Material shown –
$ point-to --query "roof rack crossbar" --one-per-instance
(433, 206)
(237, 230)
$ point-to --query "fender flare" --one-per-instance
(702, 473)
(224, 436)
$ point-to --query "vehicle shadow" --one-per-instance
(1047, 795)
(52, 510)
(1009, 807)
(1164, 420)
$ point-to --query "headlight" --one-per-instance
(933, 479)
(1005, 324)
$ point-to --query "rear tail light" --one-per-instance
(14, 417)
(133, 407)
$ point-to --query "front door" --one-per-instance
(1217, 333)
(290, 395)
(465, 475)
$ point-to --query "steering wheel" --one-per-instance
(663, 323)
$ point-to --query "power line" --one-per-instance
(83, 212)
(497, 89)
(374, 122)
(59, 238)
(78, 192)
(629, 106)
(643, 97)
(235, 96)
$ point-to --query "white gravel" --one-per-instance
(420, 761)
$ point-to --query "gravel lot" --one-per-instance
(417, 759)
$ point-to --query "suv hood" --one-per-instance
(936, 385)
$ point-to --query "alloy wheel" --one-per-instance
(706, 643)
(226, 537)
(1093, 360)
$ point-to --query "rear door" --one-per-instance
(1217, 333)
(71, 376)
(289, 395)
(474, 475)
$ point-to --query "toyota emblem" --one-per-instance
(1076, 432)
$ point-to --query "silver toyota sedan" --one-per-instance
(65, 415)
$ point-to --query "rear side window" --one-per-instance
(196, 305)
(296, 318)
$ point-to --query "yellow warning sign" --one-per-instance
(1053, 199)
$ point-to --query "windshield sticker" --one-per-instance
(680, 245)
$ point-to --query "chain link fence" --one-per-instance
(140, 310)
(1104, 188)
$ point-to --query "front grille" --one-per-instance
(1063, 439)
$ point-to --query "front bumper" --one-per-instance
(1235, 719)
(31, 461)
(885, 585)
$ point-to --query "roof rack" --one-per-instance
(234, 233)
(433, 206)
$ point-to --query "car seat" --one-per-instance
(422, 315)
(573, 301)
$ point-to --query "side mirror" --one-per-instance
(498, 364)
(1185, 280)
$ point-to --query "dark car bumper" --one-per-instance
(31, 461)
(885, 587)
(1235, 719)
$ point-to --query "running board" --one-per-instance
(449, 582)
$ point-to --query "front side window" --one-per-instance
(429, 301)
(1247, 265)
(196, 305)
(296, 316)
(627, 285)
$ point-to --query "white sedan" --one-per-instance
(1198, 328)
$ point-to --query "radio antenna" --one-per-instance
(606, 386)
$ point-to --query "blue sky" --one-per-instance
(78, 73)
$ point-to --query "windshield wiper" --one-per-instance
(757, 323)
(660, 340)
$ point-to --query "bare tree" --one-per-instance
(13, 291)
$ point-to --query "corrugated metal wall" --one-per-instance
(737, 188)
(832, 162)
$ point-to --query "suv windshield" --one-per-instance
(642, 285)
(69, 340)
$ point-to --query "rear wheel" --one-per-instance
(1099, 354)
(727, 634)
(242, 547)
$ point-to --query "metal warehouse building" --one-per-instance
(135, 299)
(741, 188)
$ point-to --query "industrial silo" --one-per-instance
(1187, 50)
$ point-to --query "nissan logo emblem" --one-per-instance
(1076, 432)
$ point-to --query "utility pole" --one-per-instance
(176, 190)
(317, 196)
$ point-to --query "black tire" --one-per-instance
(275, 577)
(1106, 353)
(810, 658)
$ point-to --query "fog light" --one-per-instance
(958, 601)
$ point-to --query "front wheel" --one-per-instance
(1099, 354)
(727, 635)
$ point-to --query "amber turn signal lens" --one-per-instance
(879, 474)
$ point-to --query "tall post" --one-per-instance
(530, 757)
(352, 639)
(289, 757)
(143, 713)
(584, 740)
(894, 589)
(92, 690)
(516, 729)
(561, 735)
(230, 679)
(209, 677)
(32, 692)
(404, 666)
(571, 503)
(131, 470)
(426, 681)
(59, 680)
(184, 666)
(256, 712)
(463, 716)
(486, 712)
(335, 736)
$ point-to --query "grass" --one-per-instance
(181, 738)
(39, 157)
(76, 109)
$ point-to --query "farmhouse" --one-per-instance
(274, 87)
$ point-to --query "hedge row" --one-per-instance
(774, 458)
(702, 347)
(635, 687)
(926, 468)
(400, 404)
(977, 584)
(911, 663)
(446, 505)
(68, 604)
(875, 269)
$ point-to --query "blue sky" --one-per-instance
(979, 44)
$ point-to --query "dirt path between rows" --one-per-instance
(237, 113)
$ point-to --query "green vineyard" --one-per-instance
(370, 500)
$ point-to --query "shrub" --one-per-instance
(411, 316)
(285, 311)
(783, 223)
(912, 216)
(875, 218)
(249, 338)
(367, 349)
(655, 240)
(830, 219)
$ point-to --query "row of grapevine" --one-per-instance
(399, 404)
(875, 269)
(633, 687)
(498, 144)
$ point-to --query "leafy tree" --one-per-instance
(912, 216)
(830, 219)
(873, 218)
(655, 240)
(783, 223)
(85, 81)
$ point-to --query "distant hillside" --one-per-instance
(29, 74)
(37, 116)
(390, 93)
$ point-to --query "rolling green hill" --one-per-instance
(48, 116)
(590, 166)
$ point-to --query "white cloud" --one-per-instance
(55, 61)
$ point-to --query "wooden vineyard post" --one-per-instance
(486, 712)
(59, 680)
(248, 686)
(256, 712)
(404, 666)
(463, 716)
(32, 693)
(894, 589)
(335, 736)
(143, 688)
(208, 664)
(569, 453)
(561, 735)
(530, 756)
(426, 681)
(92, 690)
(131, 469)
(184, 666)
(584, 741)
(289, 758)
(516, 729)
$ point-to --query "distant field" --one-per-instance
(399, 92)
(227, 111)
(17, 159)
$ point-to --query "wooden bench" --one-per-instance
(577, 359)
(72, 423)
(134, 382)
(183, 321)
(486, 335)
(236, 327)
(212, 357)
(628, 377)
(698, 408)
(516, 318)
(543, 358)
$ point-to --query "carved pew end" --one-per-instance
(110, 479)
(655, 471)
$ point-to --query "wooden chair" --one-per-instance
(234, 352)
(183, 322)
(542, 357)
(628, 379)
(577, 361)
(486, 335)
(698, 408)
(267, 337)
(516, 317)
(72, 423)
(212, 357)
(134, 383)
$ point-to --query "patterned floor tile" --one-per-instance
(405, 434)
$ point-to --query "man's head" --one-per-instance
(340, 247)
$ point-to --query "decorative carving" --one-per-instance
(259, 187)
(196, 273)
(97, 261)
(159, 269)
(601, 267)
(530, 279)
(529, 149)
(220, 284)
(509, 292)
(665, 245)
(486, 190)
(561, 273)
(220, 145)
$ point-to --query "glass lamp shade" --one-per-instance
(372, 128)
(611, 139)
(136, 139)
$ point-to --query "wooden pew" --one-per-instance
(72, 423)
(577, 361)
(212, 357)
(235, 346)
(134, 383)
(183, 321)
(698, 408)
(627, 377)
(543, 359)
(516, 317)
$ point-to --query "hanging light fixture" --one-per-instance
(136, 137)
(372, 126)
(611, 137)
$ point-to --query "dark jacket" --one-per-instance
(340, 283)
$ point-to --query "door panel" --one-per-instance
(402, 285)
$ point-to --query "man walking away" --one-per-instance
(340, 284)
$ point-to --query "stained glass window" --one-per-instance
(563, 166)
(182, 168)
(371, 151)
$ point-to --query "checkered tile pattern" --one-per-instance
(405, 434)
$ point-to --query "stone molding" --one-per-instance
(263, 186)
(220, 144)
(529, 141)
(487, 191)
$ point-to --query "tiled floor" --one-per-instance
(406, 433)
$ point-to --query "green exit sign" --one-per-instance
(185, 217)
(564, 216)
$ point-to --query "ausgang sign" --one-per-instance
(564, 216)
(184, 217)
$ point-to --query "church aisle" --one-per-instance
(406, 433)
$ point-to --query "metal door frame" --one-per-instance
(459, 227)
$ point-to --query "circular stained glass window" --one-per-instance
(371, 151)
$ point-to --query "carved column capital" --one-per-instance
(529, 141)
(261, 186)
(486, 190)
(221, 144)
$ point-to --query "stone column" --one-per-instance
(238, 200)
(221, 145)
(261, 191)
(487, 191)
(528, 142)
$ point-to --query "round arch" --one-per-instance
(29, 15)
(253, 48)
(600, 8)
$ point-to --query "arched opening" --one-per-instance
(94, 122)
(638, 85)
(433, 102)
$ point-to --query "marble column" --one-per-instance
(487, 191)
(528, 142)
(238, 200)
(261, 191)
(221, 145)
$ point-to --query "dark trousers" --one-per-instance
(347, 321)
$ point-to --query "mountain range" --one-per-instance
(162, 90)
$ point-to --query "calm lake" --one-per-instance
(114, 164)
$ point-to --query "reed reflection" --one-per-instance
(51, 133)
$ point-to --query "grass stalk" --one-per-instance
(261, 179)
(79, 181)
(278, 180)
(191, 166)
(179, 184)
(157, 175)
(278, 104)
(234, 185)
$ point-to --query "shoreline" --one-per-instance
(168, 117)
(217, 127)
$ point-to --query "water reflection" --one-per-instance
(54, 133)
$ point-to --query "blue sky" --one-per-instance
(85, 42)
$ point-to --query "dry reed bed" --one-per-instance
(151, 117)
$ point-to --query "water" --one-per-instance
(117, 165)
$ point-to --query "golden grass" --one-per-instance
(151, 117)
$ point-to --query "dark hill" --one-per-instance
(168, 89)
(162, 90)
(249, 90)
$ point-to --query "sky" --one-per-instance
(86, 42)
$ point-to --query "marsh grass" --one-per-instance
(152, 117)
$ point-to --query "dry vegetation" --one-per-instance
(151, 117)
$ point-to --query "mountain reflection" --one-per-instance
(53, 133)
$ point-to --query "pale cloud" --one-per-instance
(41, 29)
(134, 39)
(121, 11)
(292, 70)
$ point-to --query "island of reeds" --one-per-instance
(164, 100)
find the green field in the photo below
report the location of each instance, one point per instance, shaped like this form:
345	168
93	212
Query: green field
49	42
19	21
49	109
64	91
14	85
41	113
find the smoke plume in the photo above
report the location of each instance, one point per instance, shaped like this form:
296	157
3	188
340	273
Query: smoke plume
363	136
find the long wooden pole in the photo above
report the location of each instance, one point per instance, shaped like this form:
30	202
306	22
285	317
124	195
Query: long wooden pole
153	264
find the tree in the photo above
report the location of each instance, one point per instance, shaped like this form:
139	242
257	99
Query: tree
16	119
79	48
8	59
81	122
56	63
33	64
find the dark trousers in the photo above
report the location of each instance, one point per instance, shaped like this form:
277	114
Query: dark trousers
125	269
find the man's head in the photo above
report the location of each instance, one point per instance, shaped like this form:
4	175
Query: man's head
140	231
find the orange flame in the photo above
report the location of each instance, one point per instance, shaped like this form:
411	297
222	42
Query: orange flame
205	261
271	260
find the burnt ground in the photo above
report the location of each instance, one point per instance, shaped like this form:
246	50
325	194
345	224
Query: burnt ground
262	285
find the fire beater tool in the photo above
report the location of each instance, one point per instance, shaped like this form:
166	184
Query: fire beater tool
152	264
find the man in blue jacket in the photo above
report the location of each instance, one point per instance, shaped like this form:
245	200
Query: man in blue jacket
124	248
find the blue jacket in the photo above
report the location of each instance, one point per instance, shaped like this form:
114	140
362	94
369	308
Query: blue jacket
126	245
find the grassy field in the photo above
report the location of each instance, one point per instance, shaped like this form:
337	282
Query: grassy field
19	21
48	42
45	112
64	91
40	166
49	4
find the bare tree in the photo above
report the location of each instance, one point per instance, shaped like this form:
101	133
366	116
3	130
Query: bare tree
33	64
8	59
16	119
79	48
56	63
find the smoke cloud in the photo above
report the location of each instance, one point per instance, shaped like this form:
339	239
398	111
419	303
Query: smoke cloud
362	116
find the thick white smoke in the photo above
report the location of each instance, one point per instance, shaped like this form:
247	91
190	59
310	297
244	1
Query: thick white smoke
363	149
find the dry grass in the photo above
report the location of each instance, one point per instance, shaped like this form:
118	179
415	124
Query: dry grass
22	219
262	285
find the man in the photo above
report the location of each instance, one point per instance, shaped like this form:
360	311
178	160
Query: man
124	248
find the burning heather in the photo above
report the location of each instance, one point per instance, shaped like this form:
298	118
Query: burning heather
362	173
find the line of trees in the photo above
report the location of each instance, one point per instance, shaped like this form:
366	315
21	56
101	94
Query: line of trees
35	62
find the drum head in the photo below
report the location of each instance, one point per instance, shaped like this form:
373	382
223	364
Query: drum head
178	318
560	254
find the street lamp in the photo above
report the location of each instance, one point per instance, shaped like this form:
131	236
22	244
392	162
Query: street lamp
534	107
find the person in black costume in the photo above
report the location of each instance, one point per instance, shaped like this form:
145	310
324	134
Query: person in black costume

Task description –
From the line holding "find the drum head in the photo below" through the last line above, reproduce each line exactly and add nothing.

Task solution –
find the drum head in the photo below
report the location of each instance, one point per instance, shaped like this form:
373	382
223	364
Query: drum head
178	318
560	254
find the street lamp in the photo above
report the location of each instance, one point per instance, shaped like this form:
131	236
22	244
392	162
Query: street lamp
534	107
find the person in black costume in the photo above
report the location of each instance, one point per instance, shaped like this form:
145	310
324	134
Query: person in black costume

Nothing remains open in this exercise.